→ PASSAGE SHOWN
There are so many connectors available through Apache NiFi. I won’t discuss them all here; however I do want to give an idea of the capabilities that Apache NiFi has. As we have discussed before; NiFi itself doesn’t do any heavy data processing and if you are looking to run heavy data aggregations and joins as part of your pipeline; NiFi itself is not the tool, rather Spark is better suited.
So; let’s think about the ETL process. We have to get some data; do something to it and load it into the destination system. So for getting Data; NiFi has lots of connectors, for example:
- GetFile
- GetHDFS
- GetHTTP
- GetFTP
- GetKafka
- GetS3Object
- SelectHiveQL
- ExecuteSQL
- Convert JSON to SQL
- LookupRecord
- ExecuteProcesses: run process on a server (e.g. Python Script)
- InvokeHTTP (API usage)
- ListenHTTP
Now that we’ve got our data, we need to do something to it. We can do cool things like:
- EncryptContent
- DecryptContent
- CompressContent
- DecompressContent
- Replace Text (e.g. Change UK to United Kingdom)

→ ENTRIES
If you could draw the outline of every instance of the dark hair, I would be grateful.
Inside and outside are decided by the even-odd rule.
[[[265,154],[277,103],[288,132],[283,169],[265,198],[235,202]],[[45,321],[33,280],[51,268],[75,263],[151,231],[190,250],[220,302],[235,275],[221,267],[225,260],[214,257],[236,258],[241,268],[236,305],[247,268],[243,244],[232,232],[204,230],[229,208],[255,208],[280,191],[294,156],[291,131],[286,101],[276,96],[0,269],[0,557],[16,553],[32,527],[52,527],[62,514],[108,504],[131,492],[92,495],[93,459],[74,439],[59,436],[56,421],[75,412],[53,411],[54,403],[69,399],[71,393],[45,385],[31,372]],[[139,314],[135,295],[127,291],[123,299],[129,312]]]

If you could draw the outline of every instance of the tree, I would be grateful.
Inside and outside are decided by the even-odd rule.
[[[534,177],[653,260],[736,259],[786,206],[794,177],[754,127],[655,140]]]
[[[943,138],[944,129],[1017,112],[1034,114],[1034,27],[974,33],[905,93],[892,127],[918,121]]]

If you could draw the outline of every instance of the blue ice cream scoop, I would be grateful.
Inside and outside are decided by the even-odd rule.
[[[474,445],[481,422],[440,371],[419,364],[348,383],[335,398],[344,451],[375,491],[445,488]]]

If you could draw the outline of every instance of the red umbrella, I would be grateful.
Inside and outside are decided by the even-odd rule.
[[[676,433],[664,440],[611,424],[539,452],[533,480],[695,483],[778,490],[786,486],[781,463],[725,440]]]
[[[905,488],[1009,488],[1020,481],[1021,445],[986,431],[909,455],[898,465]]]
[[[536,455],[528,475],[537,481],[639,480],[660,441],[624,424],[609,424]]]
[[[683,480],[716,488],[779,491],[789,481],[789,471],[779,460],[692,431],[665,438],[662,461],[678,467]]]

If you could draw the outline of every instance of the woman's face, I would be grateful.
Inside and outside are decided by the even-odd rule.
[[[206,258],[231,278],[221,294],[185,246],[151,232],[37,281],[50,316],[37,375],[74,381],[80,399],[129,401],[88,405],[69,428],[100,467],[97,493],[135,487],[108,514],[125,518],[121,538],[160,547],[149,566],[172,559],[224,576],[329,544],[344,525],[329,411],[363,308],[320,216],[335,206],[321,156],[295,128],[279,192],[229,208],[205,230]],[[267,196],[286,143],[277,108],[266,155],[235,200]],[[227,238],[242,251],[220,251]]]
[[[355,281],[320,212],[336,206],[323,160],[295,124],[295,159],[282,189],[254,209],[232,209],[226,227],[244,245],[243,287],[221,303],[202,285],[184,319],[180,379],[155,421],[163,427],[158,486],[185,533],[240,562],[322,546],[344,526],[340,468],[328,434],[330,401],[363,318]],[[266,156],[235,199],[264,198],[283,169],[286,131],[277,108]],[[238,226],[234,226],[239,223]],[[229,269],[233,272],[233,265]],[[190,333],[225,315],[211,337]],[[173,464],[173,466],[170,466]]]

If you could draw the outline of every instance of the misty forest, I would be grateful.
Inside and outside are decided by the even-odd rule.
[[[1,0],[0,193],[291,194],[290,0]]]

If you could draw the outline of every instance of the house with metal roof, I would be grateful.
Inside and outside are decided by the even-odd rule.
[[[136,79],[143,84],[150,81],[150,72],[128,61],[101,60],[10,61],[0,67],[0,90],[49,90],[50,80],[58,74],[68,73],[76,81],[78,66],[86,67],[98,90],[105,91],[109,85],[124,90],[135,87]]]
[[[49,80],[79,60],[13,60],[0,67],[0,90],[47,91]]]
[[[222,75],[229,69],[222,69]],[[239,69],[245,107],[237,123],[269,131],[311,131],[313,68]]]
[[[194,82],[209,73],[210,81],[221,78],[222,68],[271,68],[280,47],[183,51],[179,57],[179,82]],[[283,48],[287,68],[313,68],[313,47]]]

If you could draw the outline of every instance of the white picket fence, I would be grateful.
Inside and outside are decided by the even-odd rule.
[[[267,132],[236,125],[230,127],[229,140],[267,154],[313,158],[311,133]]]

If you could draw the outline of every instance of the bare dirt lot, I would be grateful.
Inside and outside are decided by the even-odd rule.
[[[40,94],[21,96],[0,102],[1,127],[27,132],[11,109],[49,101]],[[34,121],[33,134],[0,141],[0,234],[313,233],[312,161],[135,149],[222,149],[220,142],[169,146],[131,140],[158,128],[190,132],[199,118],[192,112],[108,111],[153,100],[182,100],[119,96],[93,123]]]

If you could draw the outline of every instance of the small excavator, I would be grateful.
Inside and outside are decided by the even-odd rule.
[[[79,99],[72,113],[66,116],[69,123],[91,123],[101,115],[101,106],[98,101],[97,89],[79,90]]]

→ STATED GOAL
According to the passage on Apache NiFi connectors, which tool is better suited than NiFi for heavy data aggregations and joins?

→ EXERCISE OUTPUT
Spark